Instruction: Convert all the rows below into a JSON list of strings, one string per line. Skip blank lines and leave the pictures out.

Items:
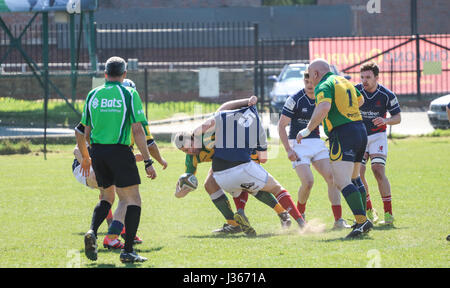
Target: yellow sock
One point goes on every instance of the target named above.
(360, 219)
(279, 209)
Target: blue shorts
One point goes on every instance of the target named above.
(348, 142)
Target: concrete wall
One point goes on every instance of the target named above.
(395, 17)
(162, 86)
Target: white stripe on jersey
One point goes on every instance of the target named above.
(90, 105)
(124, 112)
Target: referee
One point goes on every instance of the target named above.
(111, 113)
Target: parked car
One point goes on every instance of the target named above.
(437, 113)
(289, 82)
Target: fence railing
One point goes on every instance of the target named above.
(417, 67)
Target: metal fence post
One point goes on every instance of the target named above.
(46, 80)
(256, 57)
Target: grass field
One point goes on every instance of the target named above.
(31, 113)
(46, 212)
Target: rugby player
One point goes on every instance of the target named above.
(111, 113)
(337, 107)
(185, 142)
(238, 132)
(378, 100)
(297, 111)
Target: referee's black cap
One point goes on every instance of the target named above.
(115, 66)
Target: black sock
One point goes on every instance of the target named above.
(132, 218)
(99, 215)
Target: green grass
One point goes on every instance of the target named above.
(46, 211)
(31, 113)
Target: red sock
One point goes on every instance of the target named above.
(369, 203)
(337, 212)
(109, 215)
(284, 198)
(241, 200)
(301, 207)
(387, 202)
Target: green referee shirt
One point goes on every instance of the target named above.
(110, 110)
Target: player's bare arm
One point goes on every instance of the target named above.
(77, 154)
(394, 120)
(141, 143)
(361, 101)
(319, 114)
(282, 123)
(154, 152)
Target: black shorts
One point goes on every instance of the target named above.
(114, 165)
(348, 142)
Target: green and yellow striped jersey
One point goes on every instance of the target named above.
(343, 97)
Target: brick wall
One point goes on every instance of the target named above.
(177, 3)
(395, 17)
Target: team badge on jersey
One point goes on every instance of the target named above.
(95, 103)
(380, 148)
(290, 103)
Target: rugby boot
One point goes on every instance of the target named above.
(136, 240)
(245, 225)
(341, 224)
(228, 229)
(372, 215)
(285, 220)
(388, 220)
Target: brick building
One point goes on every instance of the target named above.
(433, 17)
(178, 3)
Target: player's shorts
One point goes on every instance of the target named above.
(249, 176)
(114, 164)
(348, 142)
(309, 150)
(76, 170)
(377, 144)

Written answer:
[
  "Target: yellow sock",
  "One point goes on every instance of the target named above.",
  "(360, 219)",
  "(279, 209)",
  "Target: blue shorts",
  "One point goes on every instance of the target named above.",
  "(348, 142)",
  "Target: concrete wall",
  "One point goes on every instance of the target named above.",
  "(395, 17)",
  "(162, 86)",
  "Target: white stripe on jersey",
  "One point goes on every instance of the target named above.",
  "(90, 105)",
  "(124, 112)",
  "Target: referee",
  "One point goes on every instance of the target named above.",
  "(111, 113)",
  "Target: parked car",
  "One point goes on every instance of the target named above.",
  "(437, 113)",
  "(289, 82)",
  "Target: fence railing",
  "One point goes on every instance of the target named above.",
  "(417, 67)",
  "Target: metal fence post",
  "One point goes on every instance of the target named above.",
  "(46, 80)",
  "(256, 57)",
  "Target: grass field",
  "One point goes on every instance of the target named above.",
  "(31, 113)",
  "(46, 212)",
  "Target: rugby player",
  "One point goes on every instance of the target named above.",
  "(111, 113)",
  "(337, 107)",
  "(185, 142)",
  "(238, 132)",
  "(378, 100)",
  "(297, 111)",
  "Target: referee's black cap",
  "One point goes on every instance of the target named above.",
  "(115, 66)",
  "Target: black sock",
  "One point goes on every instance of the target named above.",
  "(132, 218)",
  "(99, 215)",
  "Target: green grass",
  "One point goes on every instance of the target named above.",
  "(46, 211)",
  "(31, 113)",
  "Target: red sock",
  "One point goes on every instance of the target named above.",
  "(369, 203)",
  "(337, 212)",
  "(109, 215)",
  "(284, 198)",
  "(241, 200)",
  "(301, 207)",
  "(387, 202)",
  "Target: green referee shirt",
  "One point goes on every instance of the target named above.",
  "(110, 110)",
  "Target: player's bare arm",
  "One point goes on every instance of the target named above.",
  "(77, 154)",
  "(394, 120)",
  "(141, 143)",
  "(361, 101)",
  "(319, 114)",
  "(282, 123)",
  "(154, 152)",
  "Target: black shorts",
  "One point goes on every instance of the target named above.",
  "(114, 165)",
  "(348, 142)",
  "Target: green and yellow striped jersey",
  "One point goes on every instance of the target named above.",
  "(343, 97)",
  "Target: brick wall",
  "One point goes on every instance of the target named above.",
  "(177, 3)",
  "(395, 17)",
  "Target: team badge on jersey",
  "One point goes on every instance of the target named above.",
  "(95, 103)",
  "(380, 148)",
  "(290, 103)",
  "Target: rugby boot",
  "One point goes on every instance of the target named above.",
  "(136, 240)",
  "(245, 225)",
  "(341, 224)",
  "(228, 229)",
  "(372, 215)",
  "(285, 220)",
  "(388, 220)",
  "Target: brick building",
  "One point goes on every instance of the target named above.",
  "(433, 17)",
  "(178, 3)",
  "Target: player's shorts",
  "One point goes on every instance of the target named above.",
  "(249, 176)",
  "(114, 164)",
  "(348, 142)",
  "(309, 150)",
  "(76, 170)",
  "(377, 144)"
]